◆ Source document ◆
########################################

By Atul Tiwari
Special to the Financial Independence Hub
With summer in full swing, along with warmer weather and blooming gardens, it got me thinking about cycles in investing. In particular ETFs, which have been taking root in Canada over the past few years.
When Vanguard entered the Canadian market in December 2011, we were one of only eight ETF providers. Our own evolution illustrates how much has changed in just over five years: We started with six index-based ETFs and currently offer a lineup of 33 ETFs, including four actively managed equity factor-based ETFs launched in June 2016.
Industry-wide more than 500 ETFs now vie for the attention of investors and advisors. And it’s not just products that have proliferated; new ETF providers enter the industry every month. More than $130 billion in Canada-domiciled ETF assets is now divided among 24 ETF providers. And there’s room to grow. ETFs make up only 8% of Canadian investable assets while capturing 25% of industry flows for the first quarter.1
Investors have clearly grown more comfortable adding ETFs to their portfolios. While I’m not one to make predictions about whether the pace of expansion will continue, I do see three trends that tend to favour it.

########################################

◆ Collected data ◆
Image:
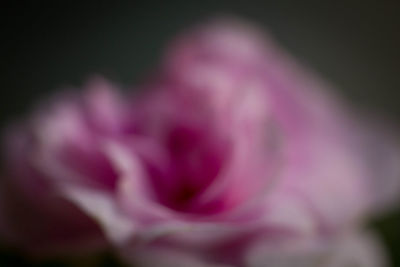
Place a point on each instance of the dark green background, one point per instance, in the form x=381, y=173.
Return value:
x=47, y=44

########################################

◆ Instructions ◆
a) Reproduce the passage of the ETF article word for word, starting with "By Atul Tiwari" and going on through "in June 2016.".
b) Resume the article on ETFs in Canada from the point where it stops.

◆ Task-by-task answers ◆
a)
By Atul Tiwari
Special to the Financial Independence Hub
With summer in full swing, along with warmer weather and blooming gardens, it got me thinking about cycles in investing. In particular ETFs, which have been taking root in Canada over the past few years.
When Vanguard entered the Canadian market in December 2011, we were one of only eight ETF providers. Our own evolution illustrates how much has changed in just over five years: We started with six index-based ETFs and currently offer a lineup of 33 ETFs, including four actively managed equity factor-based ETFs launched in June 2016.

b)
1.) Greater fee transparency
Thanks to the second phase of Canada’s Client Relationship Model reforms (CRM2), investors are starting to see — in dollar terms on their account statements — what they’re paying their advisory firms. Canadian regulators are also considering a potential ban on embedded trailing commissions. This will surely generate discussion and shine an even brighter light on investment fees.
No less an expert than billionaire investor Warren Buffett extolled the long-term benefits of low-cost investing in his 2016 letter to Berkshire Hathaway shareholders. Cost plays a critical role in total investment return. The less investors pay in fees, the more of the potential returns they can keep. This is true whether you are investing in an ETF, mutual fund or any other investment vehicle.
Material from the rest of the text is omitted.